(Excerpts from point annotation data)
## Begin
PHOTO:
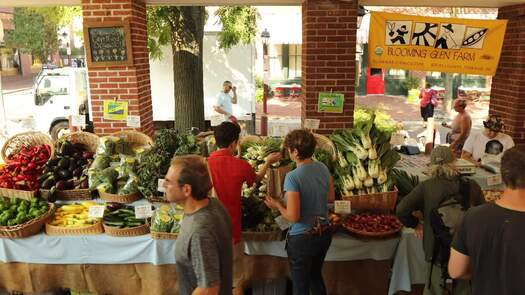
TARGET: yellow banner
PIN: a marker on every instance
(435, 44)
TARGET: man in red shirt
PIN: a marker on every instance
(228, 175)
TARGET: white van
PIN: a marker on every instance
(58, 94)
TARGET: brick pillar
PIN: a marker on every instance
(328, 59)
(126, 83)
(508, 85)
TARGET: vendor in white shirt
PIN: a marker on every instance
(224, 101)
(489, 145)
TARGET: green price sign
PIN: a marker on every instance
(330, 102)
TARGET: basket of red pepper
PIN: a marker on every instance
(371, 225)
(25, 155)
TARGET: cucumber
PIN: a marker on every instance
(114, 223)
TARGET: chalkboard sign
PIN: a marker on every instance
(108, 43)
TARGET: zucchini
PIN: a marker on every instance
(114, 223)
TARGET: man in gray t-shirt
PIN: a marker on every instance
(204, 249)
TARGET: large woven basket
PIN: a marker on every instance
(89, 140)
(326, 144)
(385, 201)
(119, 198)
(136, 138)
(68, 195)
(94, 229)
(372, 235)
(262, 236)
(250, 138)
(163, 236)
(126, 232)
(16, 193)
(156, 199)
(29, 228)
(492, 195)
(15, 143)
## End
Exercise | Convert the whole listing above into a numbered list with one entry per line, skipping blank lines. Leave the pictures out.

Solution below |
1. PHOTO:
2. TARGET: yellow banner
3. PIN: a marker on every instance
4. (435, 44)
5. TARGET: man in red shirt
6. PIN: a marker on every instance
7. (228, 175)
8. TARGET: white van
9. PIN: a marker on every instance
10. (58, 94)
11. TARGET: brick pillar
12. PIN: a marker on every instance
13. (328, 59)
14. (126, 83)
15. (508, 85)
16. TARGET: vendor in white shirt
17. PIN: a marker on every instance
18. (224, 101)
19. (489, 145)
20. TARGET: green price sign
21. PIN: a marker on every instance
22. (330, 102)
23. TARGET: basket of red pepper
24. PIN: a marker on every instance
25. (371, 225)
26. (25, 155)
27. TARGET: cucumber
28. PIN: a marker on every instance
29. (114, 223)
30. TARGET: chalkboard sign
31. PIN: a marker on every instance
32. (108, 43)
33. TARGET: zucchini
34. PIN: a marker on every instance
35. (114, 223)
36. TARGET: man in gray t-shirt
37. PIN: a marker on every instance
38. (204, 249)
39. TARGET: large woven basket
40. PIN: a marker on every instance
41. (89, 140)
42. (326, 144)
43. (385, 201)
44. (119, 198)
45. (136, 138)
46. (68, 195)
47. (94, 229)
48. (372, 235)
49. (262, 236)
50. (250, 138)
51. (163, 236)
52. (126, 232)
53. (16, 193)
54. (156, 199)
55. (29, 228)
56. (492, 195)
57. (15, 143)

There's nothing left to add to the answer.